* Your objective
Repeat the lines below exactly as they appear, but leave out the images.

# # #

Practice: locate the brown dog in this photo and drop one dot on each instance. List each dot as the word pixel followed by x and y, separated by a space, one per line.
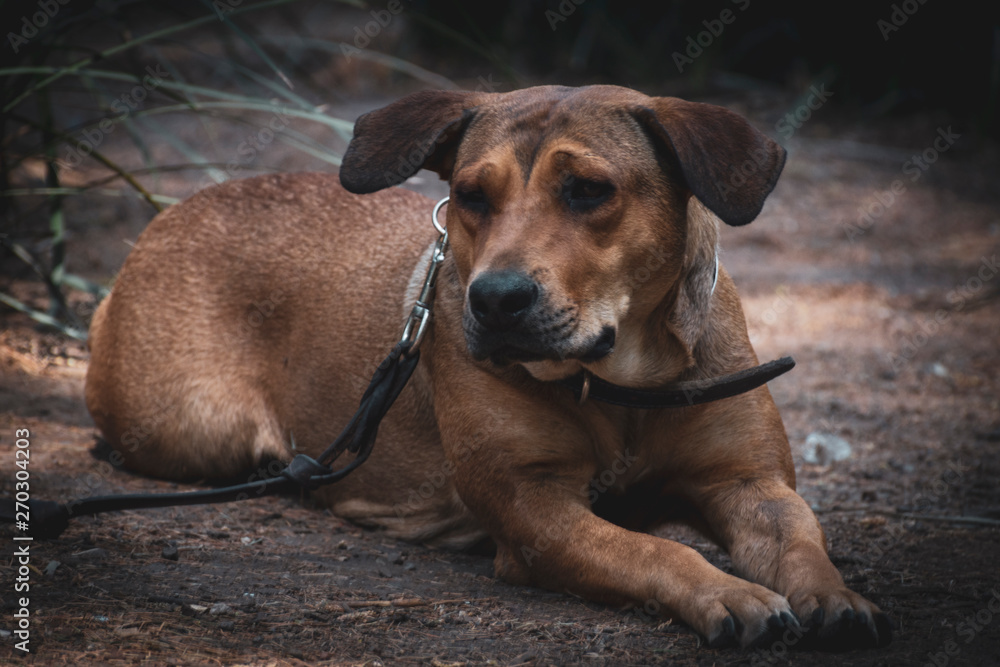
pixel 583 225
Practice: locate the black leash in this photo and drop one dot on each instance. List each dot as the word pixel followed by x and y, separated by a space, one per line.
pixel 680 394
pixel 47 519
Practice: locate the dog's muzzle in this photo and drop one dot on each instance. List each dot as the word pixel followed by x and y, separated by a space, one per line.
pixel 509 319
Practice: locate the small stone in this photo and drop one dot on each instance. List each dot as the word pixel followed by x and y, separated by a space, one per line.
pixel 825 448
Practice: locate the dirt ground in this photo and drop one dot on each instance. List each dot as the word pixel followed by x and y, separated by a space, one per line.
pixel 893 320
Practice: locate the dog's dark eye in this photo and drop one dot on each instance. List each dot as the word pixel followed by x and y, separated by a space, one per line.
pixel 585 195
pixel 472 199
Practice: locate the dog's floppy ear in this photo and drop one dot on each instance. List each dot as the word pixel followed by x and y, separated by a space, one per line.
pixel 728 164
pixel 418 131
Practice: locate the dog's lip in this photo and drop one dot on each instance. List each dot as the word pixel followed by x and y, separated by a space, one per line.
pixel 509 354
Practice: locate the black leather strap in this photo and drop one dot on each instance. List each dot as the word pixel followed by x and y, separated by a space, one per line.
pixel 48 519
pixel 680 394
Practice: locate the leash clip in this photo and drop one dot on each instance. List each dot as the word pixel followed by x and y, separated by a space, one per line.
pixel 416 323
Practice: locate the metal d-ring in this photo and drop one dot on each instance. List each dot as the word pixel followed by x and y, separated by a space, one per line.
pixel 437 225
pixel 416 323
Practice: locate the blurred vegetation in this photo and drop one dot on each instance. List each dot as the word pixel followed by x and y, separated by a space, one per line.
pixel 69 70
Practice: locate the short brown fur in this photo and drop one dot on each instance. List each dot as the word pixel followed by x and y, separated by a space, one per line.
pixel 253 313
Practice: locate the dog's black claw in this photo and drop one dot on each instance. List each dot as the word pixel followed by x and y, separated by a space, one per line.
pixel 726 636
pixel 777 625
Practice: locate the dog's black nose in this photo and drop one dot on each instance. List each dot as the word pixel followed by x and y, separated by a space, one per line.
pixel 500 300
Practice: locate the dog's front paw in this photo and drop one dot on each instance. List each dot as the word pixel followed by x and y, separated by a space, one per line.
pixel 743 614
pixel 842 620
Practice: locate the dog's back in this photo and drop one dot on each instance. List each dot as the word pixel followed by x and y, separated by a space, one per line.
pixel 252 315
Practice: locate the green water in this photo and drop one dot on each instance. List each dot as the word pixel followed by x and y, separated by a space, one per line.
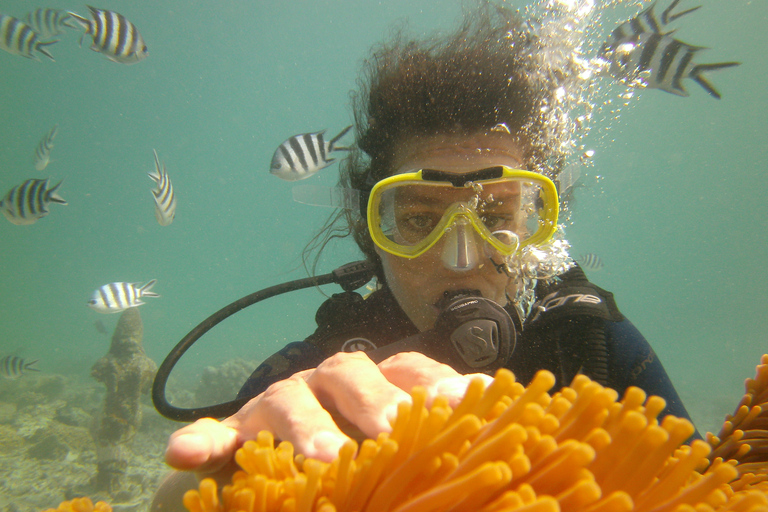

# # #

* Exercise output
Practice: locate the brown dog in this photo and drop one dot on each instance. List each dot as the word pixel followed by x and y, separated by a space, one per line.
pixel 583 225
Practice: locate the black leash in this photo and drop one dot on each instance. List each dot as the word pixel followed by x and y, separated by a space, one per line.
pixel 680 394
pixel 47 519
Practice: locate the dog's muzzle in this photo and drop one dot on each instance. List each dot as the word pixel followed by x and y, separated by a space, one per line.
pixel 509 319
Practice: locate the small stone in this photo and drop one dot on each instance. List each dot as the word pixel followed by x and y, separated by a space, one per line.
pixel 825 448
Practice: locate the dirt ground in this photo and drop one dot on each instance. List each dot as the word pixel followed by x and y, separated by a space, one per line.
pixel 893 320
Practice: locate the dog's dark eye in this photo and drop one dot on each instance. List each dot as the word pixel followed by x and y, separated by a space, one per line.
pixel 585 195
pixel 472 199
Practice: locate the dog's floppy ear in this photo and drop one dot on each instance. List each dot as the word pixel followed by x and y, separated by a space, one per line.
pixel 728 164
pixel 418 131
Practice: locate the dog's lip in this photo and drop one dot on each instance. List each dot as the word pixel followed by x and y, separated by a space, one per line.
pixel 509 354
Practice: locate the black leather strap in this photo and drop one dot on each instance. List each dot as the word pixel followed by x and y, separated by a space, one per line.
pixel 48 519
pixel 680 394
Practice: locate the leash clip in this photo and drop one dot on each instance. List each dot as the word pixel followed by x and y, separated by a space, one per line.
pixel 416 323
Practice: locate the metal d-ring in this photo and drop one dot on each instance. List each dot as the word pixel followed by x and y, separated by a space, one per line.
pixel 437 225
pixel 416 323
Practice: locate the blurred vegetation in this photo and drop one dot on each instance. List each dot as the word pixel followed by x and y, separated by a space, one per line.
pixel 69 70
Practice: locate the short brown fur in this photo and drop one dot on each instance. List each dot as the word pixel followed by x and y, separated by a space, one per line.
pixel 253 313
Practice: locate the dog's black claw in this photo and drop one dot on each instance. List each dot as the word pixel followed by x and y, separated by a space, one per line.
pixel 726 636
pixel 777 625
Practice: locate the dog's black nose in this photo and drop one dot on each instance. List each dot as the word pixel followed by x and y, separated by a space, one per line.
pixel 500 300
Practice: locate the dog's front paw in this photo and drop one dot on each instance. List each dot as the word pixel followed by x and y, separated by a space, one per line.
pixel 743 614
pixel 842 620
Practice: locate the dog's back in this photo and drop one dot on each instance. List each dot as the word pixel followed by x and y, separated by a space, one per line.
pixel 252 315
Practice: locate the green water in this photo and drop one dot on each instance. List each dot as the word pixel followed by x and y, separated by a space, one per line.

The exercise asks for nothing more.